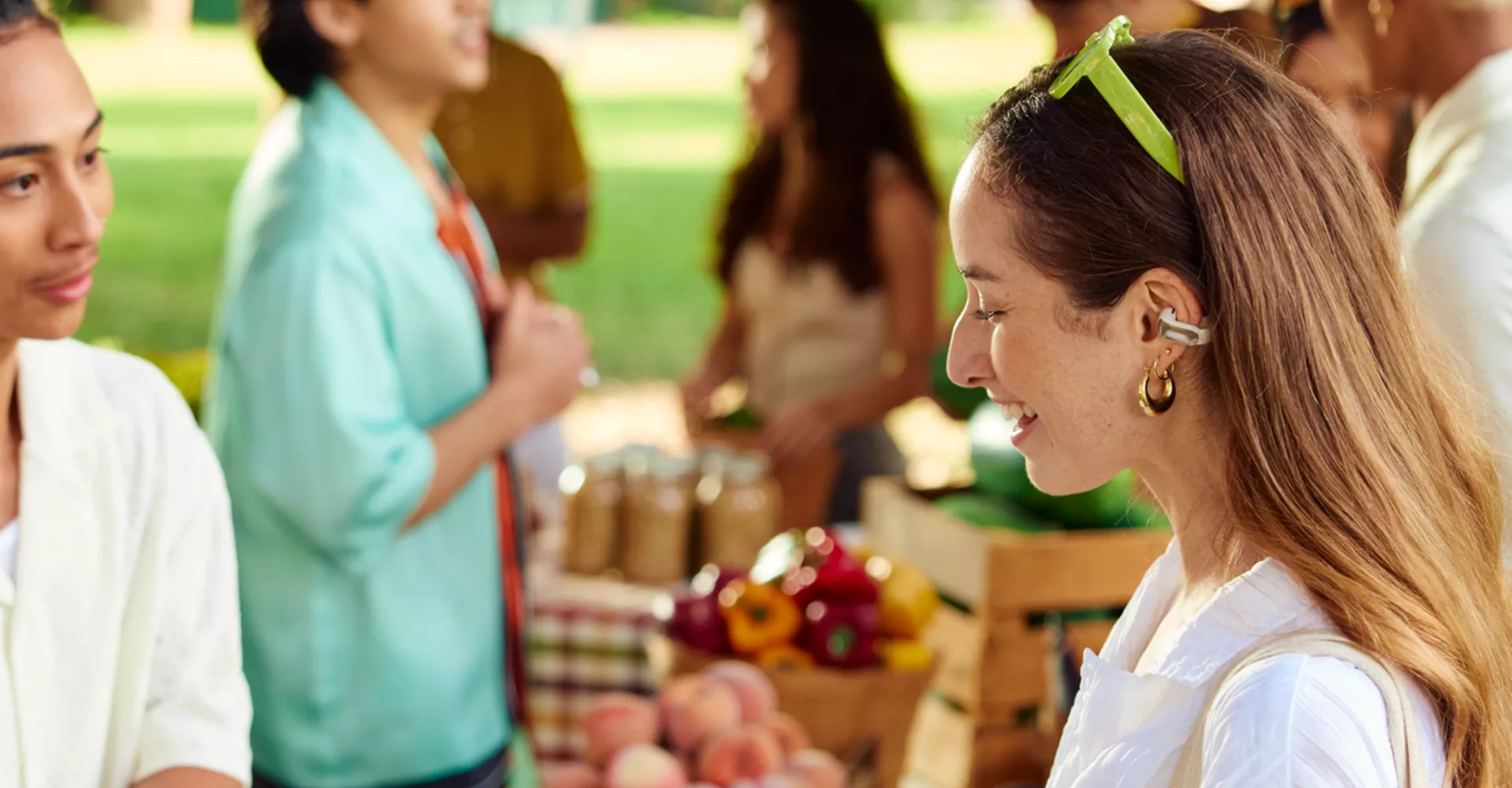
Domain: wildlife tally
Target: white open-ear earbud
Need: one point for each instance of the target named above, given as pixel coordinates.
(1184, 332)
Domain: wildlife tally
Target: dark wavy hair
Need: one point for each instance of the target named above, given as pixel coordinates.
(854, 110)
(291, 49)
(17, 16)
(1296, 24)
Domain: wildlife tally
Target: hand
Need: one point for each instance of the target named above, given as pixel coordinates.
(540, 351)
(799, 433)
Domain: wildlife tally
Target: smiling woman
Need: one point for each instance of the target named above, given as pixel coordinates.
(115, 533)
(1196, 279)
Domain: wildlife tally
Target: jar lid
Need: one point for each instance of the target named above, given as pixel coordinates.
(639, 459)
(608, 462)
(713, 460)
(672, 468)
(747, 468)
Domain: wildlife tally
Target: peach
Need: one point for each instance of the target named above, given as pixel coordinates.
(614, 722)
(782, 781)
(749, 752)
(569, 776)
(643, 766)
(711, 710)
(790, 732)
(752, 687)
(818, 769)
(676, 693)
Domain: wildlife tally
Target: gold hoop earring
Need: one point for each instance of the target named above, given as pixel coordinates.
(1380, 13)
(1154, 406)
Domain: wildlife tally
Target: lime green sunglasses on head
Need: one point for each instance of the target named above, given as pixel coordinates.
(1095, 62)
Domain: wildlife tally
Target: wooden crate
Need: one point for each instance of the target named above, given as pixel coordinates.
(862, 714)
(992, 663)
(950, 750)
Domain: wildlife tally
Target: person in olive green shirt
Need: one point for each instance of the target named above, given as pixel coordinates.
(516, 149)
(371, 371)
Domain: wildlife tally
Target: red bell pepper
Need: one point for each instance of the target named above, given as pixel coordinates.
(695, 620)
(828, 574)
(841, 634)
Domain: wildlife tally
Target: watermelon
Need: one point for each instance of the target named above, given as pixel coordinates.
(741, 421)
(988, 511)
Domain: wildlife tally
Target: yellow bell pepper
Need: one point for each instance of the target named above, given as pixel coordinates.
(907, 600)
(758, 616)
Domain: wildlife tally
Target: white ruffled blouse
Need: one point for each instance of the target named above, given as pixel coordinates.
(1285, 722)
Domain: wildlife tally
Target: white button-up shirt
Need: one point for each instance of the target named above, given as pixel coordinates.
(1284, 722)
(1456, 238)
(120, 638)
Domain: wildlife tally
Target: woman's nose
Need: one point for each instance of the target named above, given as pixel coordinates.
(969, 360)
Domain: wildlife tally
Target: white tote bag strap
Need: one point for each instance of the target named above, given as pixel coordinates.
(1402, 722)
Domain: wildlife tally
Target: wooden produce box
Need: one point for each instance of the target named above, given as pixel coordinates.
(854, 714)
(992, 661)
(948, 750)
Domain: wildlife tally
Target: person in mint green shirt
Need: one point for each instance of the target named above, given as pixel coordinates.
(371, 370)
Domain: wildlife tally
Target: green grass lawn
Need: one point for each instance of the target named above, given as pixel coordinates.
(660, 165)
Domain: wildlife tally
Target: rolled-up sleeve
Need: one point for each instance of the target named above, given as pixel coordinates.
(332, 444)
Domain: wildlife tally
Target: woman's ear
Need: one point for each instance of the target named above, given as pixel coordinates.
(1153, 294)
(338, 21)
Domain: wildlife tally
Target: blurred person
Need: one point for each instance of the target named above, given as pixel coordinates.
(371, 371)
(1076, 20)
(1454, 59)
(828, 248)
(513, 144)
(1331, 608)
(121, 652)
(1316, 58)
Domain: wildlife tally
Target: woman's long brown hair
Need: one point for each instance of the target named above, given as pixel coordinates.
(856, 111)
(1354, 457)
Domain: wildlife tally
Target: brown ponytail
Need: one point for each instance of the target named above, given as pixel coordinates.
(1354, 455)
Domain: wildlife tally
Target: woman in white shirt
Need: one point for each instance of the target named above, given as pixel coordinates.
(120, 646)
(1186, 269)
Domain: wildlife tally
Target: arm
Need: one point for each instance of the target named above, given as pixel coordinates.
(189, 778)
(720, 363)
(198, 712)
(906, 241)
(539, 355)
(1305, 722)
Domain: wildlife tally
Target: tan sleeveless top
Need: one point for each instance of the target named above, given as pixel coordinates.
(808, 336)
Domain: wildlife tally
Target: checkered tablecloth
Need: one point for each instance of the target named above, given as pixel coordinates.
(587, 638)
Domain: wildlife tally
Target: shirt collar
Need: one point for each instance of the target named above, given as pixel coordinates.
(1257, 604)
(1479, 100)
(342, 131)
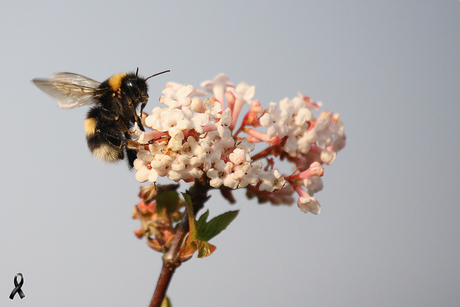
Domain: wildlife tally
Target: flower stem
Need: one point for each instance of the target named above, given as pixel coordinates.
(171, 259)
***
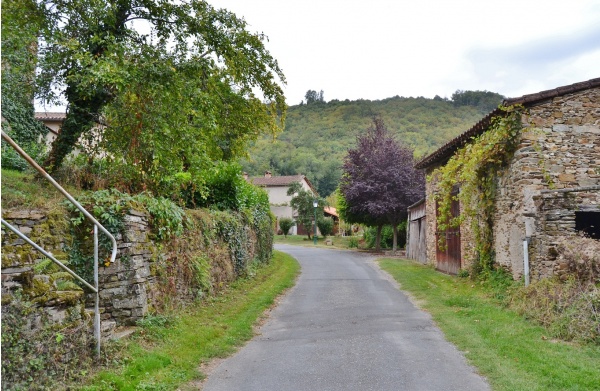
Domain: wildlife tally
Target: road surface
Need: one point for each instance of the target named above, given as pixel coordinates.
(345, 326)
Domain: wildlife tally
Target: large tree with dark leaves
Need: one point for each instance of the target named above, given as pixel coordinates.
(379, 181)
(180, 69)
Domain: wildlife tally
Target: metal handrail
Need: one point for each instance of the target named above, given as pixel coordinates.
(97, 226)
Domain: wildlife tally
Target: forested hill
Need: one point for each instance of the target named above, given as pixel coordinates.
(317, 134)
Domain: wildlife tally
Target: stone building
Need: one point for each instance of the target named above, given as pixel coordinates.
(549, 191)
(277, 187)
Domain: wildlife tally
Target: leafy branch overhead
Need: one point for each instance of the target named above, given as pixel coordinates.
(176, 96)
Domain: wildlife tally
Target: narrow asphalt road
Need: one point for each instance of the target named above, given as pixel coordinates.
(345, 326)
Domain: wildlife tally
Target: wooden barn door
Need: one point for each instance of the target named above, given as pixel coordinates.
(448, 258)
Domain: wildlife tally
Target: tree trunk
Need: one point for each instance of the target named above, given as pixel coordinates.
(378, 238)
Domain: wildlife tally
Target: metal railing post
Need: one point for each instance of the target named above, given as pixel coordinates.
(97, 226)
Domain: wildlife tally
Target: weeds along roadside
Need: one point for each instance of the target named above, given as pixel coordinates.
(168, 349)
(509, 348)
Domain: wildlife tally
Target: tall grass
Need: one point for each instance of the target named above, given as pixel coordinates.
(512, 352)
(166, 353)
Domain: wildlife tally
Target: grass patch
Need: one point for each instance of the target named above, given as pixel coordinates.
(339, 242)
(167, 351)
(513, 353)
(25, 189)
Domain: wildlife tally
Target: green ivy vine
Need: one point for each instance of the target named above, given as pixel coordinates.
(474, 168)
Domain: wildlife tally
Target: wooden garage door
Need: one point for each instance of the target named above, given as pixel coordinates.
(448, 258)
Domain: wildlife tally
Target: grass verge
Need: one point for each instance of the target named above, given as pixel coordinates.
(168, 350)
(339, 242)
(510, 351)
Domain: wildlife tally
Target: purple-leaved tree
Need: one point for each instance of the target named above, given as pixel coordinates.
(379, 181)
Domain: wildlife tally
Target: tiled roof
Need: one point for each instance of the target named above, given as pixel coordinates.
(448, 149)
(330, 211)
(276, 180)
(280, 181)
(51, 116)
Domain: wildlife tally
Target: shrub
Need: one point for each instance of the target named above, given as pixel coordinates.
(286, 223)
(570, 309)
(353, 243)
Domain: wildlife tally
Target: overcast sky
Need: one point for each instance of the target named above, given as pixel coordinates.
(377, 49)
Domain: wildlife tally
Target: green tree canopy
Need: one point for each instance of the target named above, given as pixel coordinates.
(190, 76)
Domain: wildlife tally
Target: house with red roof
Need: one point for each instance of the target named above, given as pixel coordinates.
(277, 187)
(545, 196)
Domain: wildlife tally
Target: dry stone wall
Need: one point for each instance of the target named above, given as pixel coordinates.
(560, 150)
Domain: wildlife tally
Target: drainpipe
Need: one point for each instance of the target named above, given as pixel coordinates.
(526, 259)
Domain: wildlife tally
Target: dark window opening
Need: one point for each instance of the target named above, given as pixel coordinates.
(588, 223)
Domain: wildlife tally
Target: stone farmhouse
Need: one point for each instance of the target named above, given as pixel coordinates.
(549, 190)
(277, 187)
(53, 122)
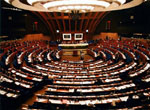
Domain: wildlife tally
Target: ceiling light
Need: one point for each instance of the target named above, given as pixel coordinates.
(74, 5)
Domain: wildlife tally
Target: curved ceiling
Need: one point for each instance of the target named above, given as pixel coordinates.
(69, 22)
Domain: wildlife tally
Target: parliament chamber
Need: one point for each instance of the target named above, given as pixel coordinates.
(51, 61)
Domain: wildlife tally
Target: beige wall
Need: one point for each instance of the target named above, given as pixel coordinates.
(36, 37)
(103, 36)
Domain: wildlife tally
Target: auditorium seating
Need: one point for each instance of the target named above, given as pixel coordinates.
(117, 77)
***
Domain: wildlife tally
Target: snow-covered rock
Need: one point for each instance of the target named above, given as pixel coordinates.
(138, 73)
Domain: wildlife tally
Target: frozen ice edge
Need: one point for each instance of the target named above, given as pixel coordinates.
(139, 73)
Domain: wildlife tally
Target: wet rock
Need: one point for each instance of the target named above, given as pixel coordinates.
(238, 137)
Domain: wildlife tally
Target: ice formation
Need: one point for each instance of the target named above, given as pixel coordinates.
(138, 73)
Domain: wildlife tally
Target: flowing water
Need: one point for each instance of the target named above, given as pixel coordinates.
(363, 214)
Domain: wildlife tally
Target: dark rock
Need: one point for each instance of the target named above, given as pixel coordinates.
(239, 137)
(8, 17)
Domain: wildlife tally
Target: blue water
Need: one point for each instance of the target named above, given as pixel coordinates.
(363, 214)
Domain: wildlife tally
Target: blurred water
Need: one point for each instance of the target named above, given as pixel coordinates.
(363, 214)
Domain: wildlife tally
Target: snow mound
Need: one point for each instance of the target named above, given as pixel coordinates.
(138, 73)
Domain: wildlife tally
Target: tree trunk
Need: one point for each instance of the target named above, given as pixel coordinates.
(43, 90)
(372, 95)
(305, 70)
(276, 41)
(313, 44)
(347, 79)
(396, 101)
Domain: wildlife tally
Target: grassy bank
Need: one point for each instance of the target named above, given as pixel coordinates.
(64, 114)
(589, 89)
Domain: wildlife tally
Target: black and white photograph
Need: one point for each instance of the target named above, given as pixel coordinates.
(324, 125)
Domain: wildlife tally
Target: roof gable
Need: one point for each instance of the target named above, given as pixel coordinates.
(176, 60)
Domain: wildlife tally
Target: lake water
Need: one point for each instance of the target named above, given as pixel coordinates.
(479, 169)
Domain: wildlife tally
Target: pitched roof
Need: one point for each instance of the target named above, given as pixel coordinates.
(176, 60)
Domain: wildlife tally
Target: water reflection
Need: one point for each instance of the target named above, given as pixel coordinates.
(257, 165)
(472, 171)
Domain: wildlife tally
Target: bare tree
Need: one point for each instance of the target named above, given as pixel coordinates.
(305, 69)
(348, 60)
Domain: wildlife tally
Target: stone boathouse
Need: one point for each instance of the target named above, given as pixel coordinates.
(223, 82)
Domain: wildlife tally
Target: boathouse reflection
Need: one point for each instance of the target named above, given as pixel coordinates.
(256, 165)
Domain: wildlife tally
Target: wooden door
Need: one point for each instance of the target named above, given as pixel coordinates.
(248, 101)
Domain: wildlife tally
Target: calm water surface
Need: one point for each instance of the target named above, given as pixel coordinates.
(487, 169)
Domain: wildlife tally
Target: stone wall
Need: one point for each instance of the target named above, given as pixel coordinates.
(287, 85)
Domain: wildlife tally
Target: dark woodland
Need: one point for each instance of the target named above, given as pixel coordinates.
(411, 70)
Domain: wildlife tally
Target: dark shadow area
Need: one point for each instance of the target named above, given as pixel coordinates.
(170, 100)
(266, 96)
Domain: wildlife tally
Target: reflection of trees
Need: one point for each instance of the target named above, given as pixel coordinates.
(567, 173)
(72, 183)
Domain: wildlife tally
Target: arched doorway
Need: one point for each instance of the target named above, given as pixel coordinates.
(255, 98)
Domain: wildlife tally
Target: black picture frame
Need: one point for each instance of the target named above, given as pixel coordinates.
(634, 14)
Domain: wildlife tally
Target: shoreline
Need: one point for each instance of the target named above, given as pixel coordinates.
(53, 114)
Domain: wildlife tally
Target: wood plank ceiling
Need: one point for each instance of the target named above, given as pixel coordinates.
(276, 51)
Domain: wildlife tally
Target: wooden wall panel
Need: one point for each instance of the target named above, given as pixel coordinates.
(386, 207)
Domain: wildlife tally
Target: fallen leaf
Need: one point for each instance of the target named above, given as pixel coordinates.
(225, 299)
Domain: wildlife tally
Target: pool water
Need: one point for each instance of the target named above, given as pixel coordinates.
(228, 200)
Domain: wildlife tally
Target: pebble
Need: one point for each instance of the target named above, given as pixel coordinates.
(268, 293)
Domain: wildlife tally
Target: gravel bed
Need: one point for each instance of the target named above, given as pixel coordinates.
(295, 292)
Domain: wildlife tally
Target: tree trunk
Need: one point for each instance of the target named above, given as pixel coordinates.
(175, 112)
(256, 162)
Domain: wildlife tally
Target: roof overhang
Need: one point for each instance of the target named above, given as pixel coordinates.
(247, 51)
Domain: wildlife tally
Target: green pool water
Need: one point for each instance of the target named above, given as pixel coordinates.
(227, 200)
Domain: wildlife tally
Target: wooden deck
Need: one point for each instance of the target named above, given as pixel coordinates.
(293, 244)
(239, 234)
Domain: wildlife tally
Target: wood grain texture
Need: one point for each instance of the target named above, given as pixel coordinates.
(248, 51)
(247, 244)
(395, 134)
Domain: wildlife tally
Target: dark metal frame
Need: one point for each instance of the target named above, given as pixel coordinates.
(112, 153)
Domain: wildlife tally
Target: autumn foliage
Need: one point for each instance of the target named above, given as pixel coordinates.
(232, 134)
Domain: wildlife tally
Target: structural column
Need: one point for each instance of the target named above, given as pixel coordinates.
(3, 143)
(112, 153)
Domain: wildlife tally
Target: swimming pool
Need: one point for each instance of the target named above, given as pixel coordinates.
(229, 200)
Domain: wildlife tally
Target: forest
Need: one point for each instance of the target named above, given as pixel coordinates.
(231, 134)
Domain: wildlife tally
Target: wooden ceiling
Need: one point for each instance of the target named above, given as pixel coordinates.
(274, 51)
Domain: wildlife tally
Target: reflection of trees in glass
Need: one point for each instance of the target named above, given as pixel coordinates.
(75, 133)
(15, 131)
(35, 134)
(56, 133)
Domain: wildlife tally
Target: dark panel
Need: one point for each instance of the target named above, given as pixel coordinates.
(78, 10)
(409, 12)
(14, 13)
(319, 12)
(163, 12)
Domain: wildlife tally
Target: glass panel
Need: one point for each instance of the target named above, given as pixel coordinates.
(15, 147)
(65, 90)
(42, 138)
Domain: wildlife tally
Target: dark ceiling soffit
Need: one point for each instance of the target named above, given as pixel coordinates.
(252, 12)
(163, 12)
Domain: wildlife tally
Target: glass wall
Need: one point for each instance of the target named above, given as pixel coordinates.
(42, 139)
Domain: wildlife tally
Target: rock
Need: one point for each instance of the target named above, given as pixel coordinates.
***
WRITTEN EXERCISE:
Extract every line of the data above that contains the word "wall".

TASK SOLUTION:
Target: dry stone wall
Target: beige wall
Target: stone wall
Target: wooden wall panel
Target: glass wall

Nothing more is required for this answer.